### [Set task]
Render the lines of the listing below as a JSON array of strings, one string per line, leaving out any blank lines. Begin at the line that contains "Can you find the small", and stop after the line that contains "<point>166,175</point>".

### [Given data]
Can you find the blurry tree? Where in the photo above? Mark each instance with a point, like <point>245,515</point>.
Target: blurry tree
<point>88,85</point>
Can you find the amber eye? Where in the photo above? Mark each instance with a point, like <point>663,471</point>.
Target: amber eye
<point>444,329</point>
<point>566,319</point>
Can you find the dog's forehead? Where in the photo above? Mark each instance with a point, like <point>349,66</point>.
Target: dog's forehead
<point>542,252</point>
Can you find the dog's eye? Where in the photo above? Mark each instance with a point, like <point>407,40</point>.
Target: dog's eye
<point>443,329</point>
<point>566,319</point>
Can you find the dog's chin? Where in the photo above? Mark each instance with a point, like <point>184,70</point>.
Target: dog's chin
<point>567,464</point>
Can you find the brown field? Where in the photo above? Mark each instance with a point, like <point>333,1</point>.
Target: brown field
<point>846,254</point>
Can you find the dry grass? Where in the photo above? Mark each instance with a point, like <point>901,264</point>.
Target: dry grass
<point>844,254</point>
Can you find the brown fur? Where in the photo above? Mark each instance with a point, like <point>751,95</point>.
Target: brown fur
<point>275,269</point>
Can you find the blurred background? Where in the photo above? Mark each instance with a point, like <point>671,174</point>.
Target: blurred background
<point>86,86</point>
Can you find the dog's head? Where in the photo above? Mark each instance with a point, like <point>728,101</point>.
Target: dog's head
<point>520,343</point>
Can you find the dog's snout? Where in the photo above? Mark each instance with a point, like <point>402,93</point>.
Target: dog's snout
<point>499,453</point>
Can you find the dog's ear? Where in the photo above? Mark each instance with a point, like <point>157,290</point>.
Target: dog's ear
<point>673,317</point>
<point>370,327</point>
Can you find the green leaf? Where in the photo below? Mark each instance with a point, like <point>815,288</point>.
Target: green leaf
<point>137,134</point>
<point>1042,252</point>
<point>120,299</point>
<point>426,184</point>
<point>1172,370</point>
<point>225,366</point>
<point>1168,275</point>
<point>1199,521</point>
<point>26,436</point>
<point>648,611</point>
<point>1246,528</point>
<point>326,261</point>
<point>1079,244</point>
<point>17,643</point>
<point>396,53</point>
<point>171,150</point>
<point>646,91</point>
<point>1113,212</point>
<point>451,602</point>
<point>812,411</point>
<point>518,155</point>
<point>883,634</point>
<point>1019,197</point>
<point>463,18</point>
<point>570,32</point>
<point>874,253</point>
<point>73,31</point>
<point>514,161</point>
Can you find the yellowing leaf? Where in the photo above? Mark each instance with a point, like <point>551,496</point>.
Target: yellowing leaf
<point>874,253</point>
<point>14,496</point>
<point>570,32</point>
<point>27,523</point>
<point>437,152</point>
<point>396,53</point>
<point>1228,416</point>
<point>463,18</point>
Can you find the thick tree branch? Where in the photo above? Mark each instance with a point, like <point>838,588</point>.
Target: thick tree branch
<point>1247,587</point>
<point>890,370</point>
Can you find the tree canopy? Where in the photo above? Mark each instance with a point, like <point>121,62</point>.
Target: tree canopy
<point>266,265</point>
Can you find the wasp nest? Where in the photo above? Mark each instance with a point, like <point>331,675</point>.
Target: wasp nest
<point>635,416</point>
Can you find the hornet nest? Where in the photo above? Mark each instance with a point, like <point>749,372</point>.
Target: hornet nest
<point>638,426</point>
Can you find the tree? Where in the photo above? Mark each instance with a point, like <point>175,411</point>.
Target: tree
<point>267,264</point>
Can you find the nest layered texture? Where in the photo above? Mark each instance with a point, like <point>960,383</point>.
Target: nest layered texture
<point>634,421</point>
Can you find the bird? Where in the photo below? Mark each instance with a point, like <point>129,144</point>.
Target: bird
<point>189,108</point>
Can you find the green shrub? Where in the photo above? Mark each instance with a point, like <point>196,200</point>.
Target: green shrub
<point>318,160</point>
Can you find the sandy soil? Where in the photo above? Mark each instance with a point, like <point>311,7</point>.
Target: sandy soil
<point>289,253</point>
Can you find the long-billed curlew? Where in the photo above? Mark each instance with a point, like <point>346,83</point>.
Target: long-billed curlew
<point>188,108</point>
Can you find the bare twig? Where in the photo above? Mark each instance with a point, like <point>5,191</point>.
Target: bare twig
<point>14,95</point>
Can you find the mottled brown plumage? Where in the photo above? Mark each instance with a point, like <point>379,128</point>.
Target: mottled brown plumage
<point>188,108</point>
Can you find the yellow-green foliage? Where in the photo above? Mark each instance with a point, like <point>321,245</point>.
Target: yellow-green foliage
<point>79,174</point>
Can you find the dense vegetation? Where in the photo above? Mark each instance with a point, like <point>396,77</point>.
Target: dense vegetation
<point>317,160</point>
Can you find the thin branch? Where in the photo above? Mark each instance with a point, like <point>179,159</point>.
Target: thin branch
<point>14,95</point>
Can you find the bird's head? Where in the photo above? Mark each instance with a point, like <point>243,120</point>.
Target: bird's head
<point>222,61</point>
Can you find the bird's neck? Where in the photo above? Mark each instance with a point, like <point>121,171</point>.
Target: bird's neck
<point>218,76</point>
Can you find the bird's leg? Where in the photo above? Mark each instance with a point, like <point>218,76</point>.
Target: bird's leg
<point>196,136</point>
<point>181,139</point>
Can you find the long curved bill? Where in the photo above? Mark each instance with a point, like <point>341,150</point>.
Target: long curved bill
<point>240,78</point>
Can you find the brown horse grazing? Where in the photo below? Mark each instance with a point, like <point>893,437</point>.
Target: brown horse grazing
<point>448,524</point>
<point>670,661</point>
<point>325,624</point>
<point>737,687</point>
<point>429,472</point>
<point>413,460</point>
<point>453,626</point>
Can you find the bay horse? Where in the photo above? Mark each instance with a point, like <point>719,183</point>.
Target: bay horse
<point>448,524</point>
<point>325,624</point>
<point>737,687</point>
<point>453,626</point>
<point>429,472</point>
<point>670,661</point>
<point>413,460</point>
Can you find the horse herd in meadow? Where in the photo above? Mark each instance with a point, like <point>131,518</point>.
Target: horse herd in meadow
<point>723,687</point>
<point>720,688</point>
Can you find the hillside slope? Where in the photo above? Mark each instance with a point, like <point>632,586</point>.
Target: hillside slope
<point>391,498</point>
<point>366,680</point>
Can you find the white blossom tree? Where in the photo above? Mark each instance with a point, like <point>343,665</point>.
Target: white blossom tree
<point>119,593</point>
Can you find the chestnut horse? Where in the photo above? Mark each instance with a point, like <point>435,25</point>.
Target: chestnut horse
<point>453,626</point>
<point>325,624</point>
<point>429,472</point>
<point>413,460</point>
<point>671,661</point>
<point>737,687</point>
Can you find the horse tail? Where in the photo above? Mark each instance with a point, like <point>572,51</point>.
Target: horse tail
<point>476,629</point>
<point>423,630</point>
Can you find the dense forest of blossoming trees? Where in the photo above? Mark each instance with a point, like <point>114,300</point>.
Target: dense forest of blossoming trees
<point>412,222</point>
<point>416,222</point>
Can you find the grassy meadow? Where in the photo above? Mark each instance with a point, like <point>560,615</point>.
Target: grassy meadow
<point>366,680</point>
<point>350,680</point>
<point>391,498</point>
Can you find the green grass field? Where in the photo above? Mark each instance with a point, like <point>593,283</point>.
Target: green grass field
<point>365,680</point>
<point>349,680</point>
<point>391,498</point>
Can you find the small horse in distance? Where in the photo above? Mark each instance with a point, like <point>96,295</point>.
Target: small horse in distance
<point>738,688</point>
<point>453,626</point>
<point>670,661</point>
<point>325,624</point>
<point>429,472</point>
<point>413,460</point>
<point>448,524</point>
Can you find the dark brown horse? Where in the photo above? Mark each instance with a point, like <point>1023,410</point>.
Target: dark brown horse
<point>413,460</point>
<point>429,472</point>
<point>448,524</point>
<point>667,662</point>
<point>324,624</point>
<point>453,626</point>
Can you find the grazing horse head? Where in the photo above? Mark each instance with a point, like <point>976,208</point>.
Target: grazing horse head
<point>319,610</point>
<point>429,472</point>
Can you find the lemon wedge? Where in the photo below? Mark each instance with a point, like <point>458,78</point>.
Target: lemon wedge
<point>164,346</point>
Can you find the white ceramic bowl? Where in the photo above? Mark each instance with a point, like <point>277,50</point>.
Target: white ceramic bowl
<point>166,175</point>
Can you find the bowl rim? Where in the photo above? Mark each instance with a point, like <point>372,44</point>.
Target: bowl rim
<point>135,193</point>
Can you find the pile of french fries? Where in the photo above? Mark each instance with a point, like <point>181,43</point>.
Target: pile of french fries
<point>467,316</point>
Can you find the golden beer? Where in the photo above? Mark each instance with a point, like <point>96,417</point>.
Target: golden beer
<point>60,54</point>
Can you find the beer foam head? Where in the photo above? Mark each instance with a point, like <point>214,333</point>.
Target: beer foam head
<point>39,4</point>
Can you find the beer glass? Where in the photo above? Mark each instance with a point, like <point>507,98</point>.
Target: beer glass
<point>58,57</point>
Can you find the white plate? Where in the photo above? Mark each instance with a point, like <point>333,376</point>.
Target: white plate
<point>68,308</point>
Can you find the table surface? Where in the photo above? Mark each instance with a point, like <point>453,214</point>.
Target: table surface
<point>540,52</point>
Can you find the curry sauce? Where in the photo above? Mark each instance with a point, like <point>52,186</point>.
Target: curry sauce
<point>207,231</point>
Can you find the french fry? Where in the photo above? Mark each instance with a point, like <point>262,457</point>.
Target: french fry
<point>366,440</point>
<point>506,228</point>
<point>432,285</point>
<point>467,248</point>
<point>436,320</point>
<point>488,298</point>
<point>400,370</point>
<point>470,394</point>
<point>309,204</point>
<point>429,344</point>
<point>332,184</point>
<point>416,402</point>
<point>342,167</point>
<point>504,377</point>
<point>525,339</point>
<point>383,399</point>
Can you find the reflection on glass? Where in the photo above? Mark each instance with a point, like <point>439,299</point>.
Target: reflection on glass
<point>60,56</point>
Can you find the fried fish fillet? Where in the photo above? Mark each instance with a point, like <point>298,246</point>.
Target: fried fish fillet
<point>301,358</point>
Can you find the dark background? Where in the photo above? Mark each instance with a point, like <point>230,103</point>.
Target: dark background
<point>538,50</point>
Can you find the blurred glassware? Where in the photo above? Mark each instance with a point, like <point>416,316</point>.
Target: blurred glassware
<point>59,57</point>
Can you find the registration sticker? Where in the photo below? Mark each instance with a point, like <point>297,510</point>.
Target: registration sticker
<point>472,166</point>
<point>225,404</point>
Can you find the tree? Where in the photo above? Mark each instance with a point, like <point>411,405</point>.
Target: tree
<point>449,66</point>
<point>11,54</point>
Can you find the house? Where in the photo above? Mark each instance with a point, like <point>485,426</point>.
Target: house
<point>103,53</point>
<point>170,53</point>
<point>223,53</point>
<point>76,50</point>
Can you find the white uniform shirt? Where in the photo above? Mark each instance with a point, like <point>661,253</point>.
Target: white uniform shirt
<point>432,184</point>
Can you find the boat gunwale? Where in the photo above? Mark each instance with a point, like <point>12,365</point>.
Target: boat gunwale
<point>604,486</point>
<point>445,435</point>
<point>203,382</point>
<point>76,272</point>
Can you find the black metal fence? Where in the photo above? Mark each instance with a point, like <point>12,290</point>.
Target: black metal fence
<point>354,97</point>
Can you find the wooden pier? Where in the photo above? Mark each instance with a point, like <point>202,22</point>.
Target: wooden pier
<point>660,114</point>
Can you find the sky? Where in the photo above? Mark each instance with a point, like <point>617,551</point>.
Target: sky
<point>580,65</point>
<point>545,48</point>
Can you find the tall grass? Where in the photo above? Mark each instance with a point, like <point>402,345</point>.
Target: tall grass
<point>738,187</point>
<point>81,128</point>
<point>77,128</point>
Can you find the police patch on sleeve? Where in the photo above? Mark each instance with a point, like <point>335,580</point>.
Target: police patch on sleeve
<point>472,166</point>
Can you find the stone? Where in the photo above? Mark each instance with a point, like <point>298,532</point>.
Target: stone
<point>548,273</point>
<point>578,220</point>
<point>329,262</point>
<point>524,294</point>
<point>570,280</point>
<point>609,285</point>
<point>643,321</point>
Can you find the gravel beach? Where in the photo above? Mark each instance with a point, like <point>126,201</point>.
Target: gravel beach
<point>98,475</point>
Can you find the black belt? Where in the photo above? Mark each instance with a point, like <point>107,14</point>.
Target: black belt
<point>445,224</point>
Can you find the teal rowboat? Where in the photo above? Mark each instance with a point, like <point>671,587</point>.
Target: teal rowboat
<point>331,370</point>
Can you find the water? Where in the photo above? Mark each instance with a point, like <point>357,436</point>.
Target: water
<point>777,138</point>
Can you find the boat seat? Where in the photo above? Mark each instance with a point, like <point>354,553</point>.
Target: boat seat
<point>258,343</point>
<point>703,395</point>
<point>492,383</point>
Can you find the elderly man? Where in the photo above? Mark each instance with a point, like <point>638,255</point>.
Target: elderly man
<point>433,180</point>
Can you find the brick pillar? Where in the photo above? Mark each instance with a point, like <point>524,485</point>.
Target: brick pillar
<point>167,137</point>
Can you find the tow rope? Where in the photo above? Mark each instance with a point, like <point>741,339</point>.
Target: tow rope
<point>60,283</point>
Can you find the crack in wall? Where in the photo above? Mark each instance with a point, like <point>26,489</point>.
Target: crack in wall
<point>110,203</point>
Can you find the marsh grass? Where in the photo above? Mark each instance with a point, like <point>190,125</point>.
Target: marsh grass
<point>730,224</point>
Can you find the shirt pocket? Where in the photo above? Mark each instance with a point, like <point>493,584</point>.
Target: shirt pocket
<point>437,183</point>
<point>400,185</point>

### [Worked solution]
[
  "Can you find the small horse in distance? Where in the photo above? Mark each instance with a point, like <point>96,295</point>.",
  "Target: small horse in distance",
  "<point>738,688</point>",
  "<point>453,626</point>",
  "<point>670,661</point>",
  "<point>325,624</point>",
  "<point>429,472</point>",
  "<point>413,460</point>",
  "<point>448,524</point>",
  "Can you find the dark brown horse? Where in the photo above? Mark each instance with a point, like <point>1023,410</point>.",
  "Target: dark brown horse",
  "<point>413,460</point>",
  "<point>429,472</point>",
  "<point>448,524</point>",
  "<point>667,662</point>",
  "<point>324,624</point>",
  "<point>453,626</point>",
  "Can you find the grazing horse head? Where in the photo above? Mark each instance with a point, like <point>976,208</point>.",
  "Target: grazing horse head",
  "<point>319,610</point>",
  "<point>429,472</point>",
  "Can you find the lemon wedge? Where in the photo below? Mark each instance with a point, like <point>458,78</point>.",
  "Target: lemon wedge",
  "<point>164,346</point>",
  "Can you find the white ceramic bowl? Where in the photo above? Mark each instance with a point, like <point>277,50</point>.",
  "Target: white ceramic bowl",
  "<point>166,175</point>"
]